This protocol details the fabrication of a 2 layer PDMS device, consisting of a valve layer (top) and channel layer (below). It is assumed that masters for respective layers have already been fabricated (see Godin:Protocols/SU-8 Master, Godin:Protocols/AZ Master). The idea is to modify the silicone elastomer base to curing agent ratio, thereby modifying PDMS elasticity.

Valve Layer

  • Mix PDMS 7:1

For most devices, 80g of PDMS is sufficient to produce reasonably-sized devices. Weigh 70g of silicone elastomer base on the scale using the weighing dish, then add 10g of curing agent. Make sure to maintain the 7:1 ratio; if too much is added, add more base as required. Use a pipette tip to mix the solution for 10 min under the fume hood. Blow dry the valve master with nitrogen, and place in a polystyrene dish. Use Scotch tape to fix the wafer at the center of the dish by taping all sides. We want to prevent the wafer from floating up, or PDMS from getting under the wafer once it's poured in.

  • Aminosilane surface treatment

Place the dish in the vacuum chamber, along a 1μL drop of trichlorosilane a petri dish. Vacuum for 5 min, then wait 1 hour for it to coat the master. Full name: (tridecafluoro-1,1,2,2-tetrahydrooctyl)trichlorosilane

  • 30 min degass

Fill the dish with PDMS. Place the dish in the vacuum chamber, and allow it to degass for 30 minutes, or until it stops bubbling. To prevent overflow, you may have to periodically break vacuum and allow some bubbles to escape.

  • 24 min @ 80°C

The dish is now placed in the oven for 24 min at 80°C. The idea is to partially cure the PDMS, so it's solid but still somewhat sticky. Let the PDMS cool for about an hour afterwards; this will facilitate the next step.

  • Cut out devices

Cut out each device from the wafer. Be careful to avoid cutting near master features, as it will be reused for future devices. Valve holes are punched using the 0.75 mm diameter tool.

  • Cleaning

Rinse devices thoroughly with distilled water, making sure the water goes through the valve hole. Next, sonicate for 5 min in each of these solutions: soapy water, deionised water, ethanol and isopropanol. Dry with nitrogen, store in a closed clean dish.

# REQUIRED ACTIONS
A - Please list every step heading in the PDMS valve-layer protocol.
B - Continue the PDMS device protocol from its last sentence.
The records have no connection to the PDMS device protocol.

# RECORDS PROVIDED
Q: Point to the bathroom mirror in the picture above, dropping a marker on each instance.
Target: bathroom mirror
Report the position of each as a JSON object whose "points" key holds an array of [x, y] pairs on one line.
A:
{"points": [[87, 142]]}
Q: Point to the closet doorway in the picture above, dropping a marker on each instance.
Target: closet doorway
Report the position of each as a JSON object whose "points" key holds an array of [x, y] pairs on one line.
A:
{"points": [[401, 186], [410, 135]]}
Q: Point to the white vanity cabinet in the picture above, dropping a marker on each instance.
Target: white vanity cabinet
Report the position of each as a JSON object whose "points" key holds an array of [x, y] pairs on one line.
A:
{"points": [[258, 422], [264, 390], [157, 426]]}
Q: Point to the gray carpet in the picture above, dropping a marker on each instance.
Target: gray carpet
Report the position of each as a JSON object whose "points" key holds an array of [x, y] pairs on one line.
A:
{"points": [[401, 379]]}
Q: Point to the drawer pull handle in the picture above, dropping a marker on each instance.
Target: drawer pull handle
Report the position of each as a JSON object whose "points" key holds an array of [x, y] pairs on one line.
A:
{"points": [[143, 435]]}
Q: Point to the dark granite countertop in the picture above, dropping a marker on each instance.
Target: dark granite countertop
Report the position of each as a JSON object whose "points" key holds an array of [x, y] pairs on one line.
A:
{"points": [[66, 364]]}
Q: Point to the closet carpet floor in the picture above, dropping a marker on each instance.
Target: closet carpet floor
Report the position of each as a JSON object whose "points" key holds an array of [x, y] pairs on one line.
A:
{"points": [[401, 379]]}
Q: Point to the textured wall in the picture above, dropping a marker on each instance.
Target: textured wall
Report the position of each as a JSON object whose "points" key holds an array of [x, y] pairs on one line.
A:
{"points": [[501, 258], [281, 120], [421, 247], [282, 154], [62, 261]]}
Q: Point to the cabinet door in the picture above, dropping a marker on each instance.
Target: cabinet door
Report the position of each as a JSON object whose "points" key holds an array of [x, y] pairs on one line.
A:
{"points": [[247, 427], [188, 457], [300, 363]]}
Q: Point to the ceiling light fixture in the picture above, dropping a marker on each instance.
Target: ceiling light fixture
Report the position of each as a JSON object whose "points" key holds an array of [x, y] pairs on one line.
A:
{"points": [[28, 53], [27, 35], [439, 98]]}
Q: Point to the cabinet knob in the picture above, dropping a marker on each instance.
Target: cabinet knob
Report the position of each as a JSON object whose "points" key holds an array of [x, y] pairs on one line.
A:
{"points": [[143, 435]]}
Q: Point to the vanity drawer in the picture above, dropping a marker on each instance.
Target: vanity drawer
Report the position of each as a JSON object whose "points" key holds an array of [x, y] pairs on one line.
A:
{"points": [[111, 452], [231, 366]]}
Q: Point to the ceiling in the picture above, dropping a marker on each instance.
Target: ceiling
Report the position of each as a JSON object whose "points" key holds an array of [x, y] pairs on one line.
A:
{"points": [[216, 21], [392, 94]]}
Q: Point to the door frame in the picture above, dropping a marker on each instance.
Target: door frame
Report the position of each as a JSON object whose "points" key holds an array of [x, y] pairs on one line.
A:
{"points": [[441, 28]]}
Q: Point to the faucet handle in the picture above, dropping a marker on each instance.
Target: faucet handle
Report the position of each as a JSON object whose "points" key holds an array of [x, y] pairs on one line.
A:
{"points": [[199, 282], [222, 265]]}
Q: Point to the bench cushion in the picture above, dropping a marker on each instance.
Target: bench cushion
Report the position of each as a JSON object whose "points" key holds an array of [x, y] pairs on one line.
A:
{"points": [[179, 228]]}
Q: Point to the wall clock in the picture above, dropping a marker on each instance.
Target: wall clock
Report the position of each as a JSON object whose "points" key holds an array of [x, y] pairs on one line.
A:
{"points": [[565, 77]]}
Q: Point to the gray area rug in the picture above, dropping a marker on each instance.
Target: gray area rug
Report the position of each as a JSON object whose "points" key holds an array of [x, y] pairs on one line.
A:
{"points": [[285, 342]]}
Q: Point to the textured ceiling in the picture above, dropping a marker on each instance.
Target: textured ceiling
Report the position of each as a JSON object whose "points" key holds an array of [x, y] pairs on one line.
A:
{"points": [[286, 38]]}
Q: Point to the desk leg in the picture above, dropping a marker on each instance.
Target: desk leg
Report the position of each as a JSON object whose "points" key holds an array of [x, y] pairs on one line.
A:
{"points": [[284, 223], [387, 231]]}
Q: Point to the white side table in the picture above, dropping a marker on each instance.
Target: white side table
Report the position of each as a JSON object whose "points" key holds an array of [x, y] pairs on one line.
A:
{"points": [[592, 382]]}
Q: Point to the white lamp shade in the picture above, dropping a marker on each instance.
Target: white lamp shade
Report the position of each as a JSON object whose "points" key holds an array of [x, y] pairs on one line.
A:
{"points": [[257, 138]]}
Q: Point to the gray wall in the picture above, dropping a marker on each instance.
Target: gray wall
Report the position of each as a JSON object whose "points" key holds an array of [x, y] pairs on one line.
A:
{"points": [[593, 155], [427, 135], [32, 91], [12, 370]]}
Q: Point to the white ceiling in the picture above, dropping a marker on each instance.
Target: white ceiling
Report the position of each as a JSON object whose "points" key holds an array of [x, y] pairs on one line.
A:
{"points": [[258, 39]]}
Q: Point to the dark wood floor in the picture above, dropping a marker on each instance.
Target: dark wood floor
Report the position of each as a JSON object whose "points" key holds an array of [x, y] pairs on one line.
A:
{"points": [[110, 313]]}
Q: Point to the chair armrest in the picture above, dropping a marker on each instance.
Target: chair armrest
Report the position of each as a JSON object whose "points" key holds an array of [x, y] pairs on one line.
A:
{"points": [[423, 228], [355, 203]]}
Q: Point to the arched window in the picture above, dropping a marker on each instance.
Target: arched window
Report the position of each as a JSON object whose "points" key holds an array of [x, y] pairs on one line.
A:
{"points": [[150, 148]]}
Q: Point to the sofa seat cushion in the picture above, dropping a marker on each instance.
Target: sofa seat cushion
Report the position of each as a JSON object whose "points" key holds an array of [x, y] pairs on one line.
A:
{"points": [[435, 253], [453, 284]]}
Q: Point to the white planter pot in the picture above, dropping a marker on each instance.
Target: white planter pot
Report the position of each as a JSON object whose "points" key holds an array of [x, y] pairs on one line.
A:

# OUTPUTS IN ORDER
A -
Mix PDMS 7:1
Aminosilane surface treatment
30 min degass
24 min @ 80°C
Cut out devices
Cleaning

B -
Fluidic Layer

  • Mix PDMS 20:1

Prepare the PDMS as before, but with 10 g of base and 0.5 g of curing agent.

  • 30 min degass

Place the weighing dish in the vacuum chamber, degassing for 30 min.

  • Spin coat

Enter the clean room, cover the top of the spin coater in aluminum foil to facilitate future cleaning. Place the wafer on the spin coater using the wafer alignment tool, being very careful not to add bubbles. Set the program to D, or so as to have the following:

2 min @ 3000 RPM, ACL = 010 (15 microns)

  • 20 min @ 80°C

Place the wafer in a covered dish, exit clean room and place the wafer in the over for 20 min at 80°C.

Device Fabrication

  • Alignment and Oxygen Plasma

Enter the clean room with both the valve layer devices and channels. Use the mask aligner to carefully align the channels to the valves. Place the wafer and turn on vacuum in soft contact mode. Place a blank clean slide on the slide holder accessory, and vacuum it in place. Place your first device channels facing down beneath the glass slide. It should still be sticky enough to stay in place. Close the aligner lid, and adjust the channel position to correspond to the valve. You may do so first by eye, then by using the microscope. When all is in place, turn the elevation knob to lift the channels into the valves. This may require multiple XY adjustments to get it just right. When there is contact, turn the knob a bit further so as to make contact over the viewing area. Next, remove the sample vacuum to release the slide, and lift the lid. The slide should stay in place during plate lift. Peel off the glass slide, and put it back in position with vacuum. Continue as such until all valve PDMS pieces are positioned on the wafer. Be careful to lower the Z stage between devices, so as to not damage anything. Also note that the lid lifts in an arc, so move your wafer out of the way as necessary to prevent contact between PDMS devices.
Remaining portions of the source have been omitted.